TRECHO DO DOCUMENTO

------------------------------

Na Inglaterra pessoas estão ateando fogo em torres de celular 5G para lutar contra o coronavírus. Sim, existe quem acredite que a tecnologia 5G provoca a COVID-19 e motivado por isso mais de 100 torres de celular já foram queimadas. Estamos diante de uma nova teoria da conspiração, similar a que trouxe o sarampo para o século XXI.

Comparado ao sarampo o coronavírus é até pequeno. A vacina de sarampo existe desde 1806 e é comprovadamente segura. Vacinar a população mundial contra sarampo salvou só neste século 22 milhões de vidas, a maioria de crianças. Mesmo assim, há quem acredite que a vacina causa autismo, e por isso deixa de vacinar seus filhos. Resultado, o sarampo está entre nós (e se espalha 9 vezes mais rápido que a COVID).

------------------------------

Dados registrados
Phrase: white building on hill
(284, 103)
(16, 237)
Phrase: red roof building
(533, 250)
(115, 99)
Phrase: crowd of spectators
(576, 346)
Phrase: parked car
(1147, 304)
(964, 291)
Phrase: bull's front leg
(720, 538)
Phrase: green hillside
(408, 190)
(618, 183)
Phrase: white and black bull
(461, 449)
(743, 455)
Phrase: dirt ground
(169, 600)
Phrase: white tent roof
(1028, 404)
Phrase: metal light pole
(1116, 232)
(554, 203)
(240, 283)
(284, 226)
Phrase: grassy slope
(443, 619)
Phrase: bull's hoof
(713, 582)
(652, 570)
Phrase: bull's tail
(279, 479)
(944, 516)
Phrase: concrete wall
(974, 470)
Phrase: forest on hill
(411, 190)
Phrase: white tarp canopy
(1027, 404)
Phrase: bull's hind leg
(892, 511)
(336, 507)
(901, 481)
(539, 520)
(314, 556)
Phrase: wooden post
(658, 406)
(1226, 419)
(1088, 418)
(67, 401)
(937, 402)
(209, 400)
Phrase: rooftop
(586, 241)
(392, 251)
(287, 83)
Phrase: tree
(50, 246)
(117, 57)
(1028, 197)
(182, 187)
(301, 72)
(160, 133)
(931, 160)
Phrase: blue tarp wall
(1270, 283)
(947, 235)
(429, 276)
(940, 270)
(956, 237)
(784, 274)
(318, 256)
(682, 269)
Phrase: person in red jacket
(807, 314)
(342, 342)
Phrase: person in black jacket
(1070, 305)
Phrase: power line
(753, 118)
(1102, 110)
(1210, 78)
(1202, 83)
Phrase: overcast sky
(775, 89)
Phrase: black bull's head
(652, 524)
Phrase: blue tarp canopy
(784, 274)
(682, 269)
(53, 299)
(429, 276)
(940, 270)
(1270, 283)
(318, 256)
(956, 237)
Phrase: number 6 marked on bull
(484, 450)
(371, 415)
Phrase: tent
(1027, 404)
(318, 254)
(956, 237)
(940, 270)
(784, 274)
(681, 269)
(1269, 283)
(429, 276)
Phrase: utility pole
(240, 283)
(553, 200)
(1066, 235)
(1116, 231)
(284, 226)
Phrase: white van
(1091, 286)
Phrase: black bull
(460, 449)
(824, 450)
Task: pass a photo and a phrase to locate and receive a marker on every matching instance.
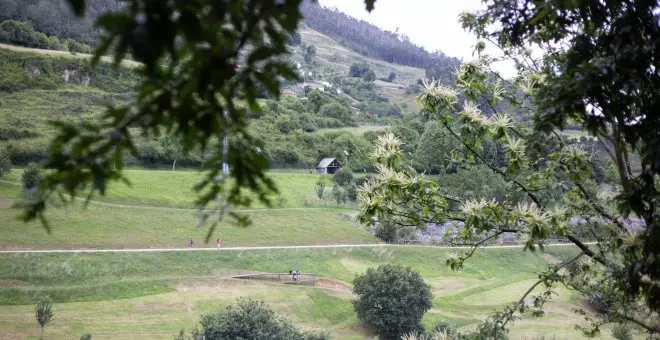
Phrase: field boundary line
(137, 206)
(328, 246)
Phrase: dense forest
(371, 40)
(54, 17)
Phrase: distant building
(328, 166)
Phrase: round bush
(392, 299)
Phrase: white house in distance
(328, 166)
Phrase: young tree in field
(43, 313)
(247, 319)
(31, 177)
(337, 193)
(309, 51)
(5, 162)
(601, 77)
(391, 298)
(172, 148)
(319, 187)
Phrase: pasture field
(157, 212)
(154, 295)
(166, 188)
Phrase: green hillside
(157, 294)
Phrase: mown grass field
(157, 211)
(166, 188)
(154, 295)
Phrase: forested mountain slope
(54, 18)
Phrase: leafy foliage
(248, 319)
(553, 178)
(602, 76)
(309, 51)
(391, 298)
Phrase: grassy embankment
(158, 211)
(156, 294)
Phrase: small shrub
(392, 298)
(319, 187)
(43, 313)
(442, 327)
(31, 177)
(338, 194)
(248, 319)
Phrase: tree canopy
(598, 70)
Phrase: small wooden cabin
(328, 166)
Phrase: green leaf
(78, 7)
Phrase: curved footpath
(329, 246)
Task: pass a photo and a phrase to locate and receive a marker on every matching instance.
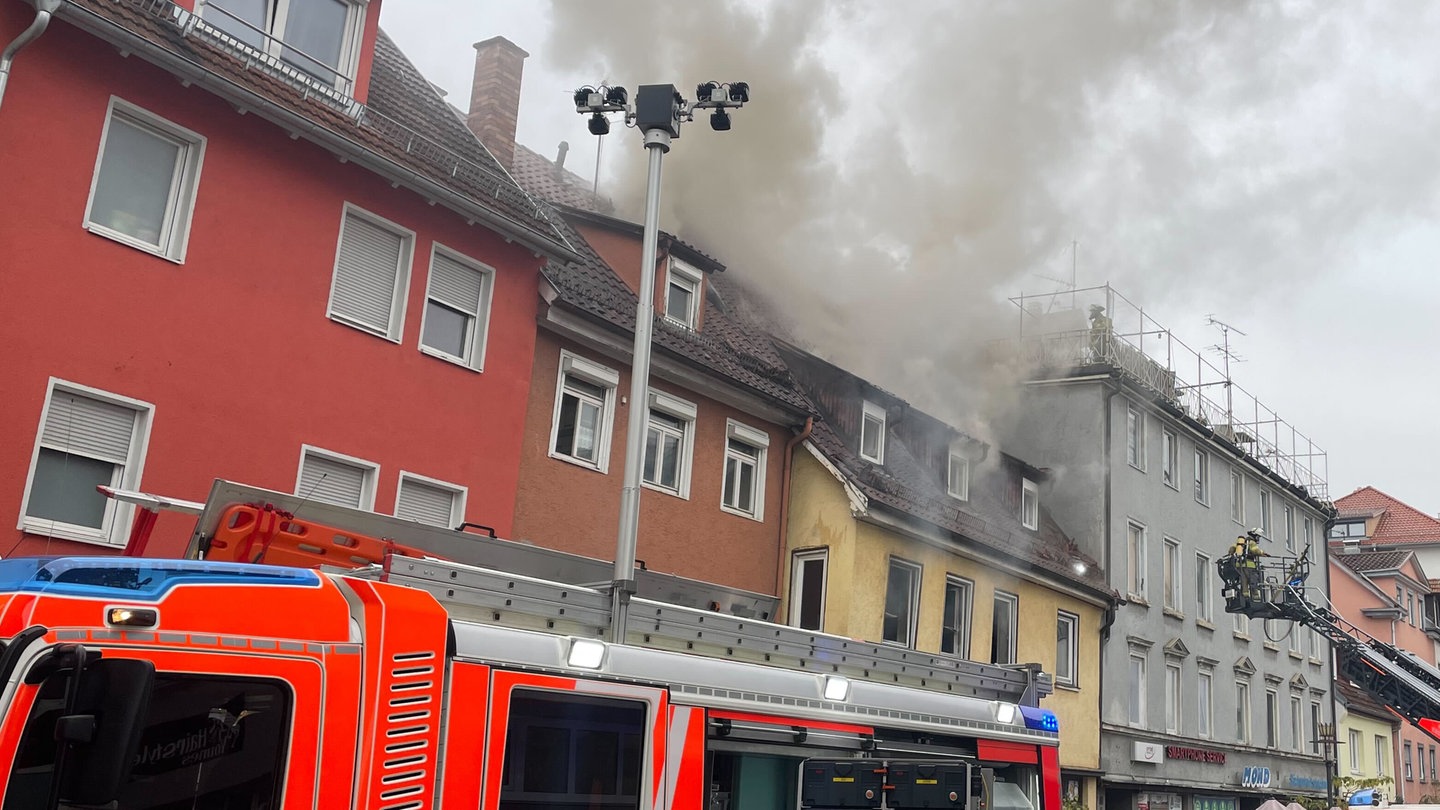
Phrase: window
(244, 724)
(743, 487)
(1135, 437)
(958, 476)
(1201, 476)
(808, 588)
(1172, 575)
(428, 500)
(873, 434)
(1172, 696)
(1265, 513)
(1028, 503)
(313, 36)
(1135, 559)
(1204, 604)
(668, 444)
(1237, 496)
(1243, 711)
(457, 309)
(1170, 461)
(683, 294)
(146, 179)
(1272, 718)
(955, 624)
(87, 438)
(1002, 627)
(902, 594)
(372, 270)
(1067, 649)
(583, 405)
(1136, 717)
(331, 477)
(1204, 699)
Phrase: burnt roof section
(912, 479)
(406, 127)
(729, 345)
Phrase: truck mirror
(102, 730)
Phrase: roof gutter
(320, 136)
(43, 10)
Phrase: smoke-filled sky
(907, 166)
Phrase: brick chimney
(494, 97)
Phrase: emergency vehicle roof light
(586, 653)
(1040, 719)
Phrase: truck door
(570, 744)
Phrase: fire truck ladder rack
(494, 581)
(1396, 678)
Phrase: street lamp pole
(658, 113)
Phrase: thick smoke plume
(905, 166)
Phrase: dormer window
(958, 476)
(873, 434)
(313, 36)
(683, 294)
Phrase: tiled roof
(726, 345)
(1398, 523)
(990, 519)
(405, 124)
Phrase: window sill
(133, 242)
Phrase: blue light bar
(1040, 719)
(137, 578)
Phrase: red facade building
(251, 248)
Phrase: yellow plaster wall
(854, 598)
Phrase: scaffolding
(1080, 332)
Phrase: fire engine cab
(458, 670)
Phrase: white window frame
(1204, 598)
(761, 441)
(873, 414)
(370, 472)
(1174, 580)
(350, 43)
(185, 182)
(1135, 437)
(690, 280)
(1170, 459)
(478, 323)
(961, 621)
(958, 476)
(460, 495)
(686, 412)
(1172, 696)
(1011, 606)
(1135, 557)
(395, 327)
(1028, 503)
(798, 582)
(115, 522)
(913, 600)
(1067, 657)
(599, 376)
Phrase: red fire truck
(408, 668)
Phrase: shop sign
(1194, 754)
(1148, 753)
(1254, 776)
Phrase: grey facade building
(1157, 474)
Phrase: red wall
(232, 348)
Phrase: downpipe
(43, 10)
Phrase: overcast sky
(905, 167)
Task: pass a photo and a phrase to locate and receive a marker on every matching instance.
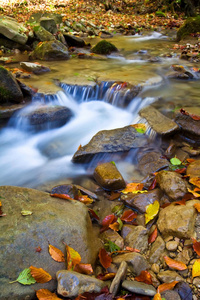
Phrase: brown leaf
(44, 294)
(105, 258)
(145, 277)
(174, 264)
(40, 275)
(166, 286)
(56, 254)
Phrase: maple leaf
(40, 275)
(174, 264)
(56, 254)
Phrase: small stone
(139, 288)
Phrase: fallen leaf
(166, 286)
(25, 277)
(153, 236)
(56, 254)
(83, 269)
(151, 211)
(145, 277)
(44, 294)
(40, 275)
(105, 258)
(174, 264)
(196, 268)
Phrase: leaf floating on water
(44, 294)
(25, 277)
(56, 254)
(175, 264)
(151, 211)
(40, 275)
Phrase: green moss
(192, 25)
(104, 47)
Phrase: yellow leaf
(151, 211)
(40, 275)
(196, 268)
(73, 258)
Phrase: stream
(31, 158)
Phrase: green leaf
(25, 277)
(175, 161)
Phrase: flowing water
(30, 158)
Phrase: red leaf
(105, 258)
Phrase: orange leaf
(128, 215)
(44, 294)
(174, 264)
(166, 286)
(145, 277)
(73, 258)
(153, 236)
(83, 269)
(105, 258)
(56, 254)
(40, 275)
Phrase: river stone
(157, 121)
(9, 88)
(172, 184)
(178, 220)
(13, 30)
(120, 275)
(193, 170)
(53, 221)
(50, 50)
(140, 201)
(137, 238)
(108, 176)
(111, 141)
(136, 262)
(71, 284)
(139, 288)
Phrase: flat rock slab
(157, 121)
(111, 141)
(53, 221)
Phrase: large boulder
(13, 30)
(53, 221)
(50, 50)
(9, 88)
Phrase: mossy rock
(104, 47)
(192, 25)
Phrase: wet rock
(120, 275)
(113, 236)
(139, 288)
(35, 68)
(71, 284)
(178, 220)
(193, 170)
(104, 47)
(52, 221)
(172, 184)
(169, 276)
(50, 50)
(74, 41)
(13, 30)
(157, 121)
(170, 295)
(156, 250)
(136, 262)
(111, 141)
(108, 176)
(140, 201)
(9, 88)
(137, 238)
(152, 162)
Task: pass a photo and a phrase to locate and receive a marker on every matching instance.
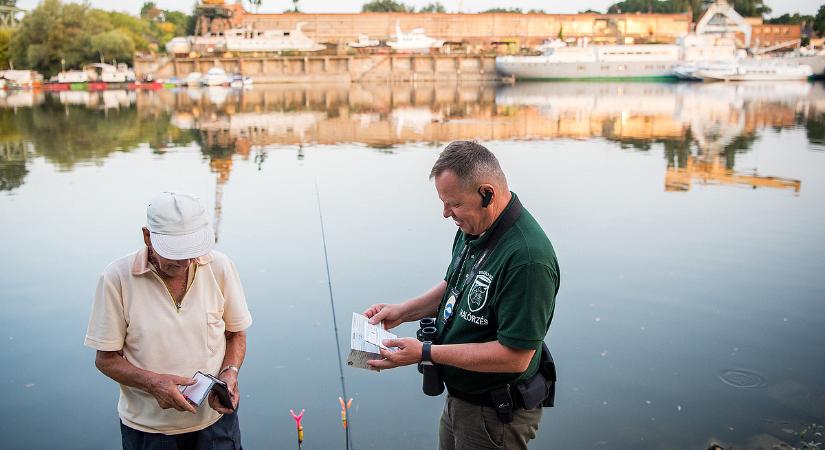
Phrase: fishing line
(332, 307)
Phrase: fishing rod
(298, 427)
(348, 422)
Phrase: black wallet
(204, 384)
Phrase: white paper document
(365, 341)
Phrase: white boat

------------------------------

TAREFA A CUMPRIR
Explique, em uma a três frases, por que, segundo o trecho, há pessoas que deixam de vacinar os filhos contra o sarampo.

RESPOSTA
Essas pessoas acreditam que a vacina contra o sarampo causa autismo e, por isso, deixam de vacinar os filhos.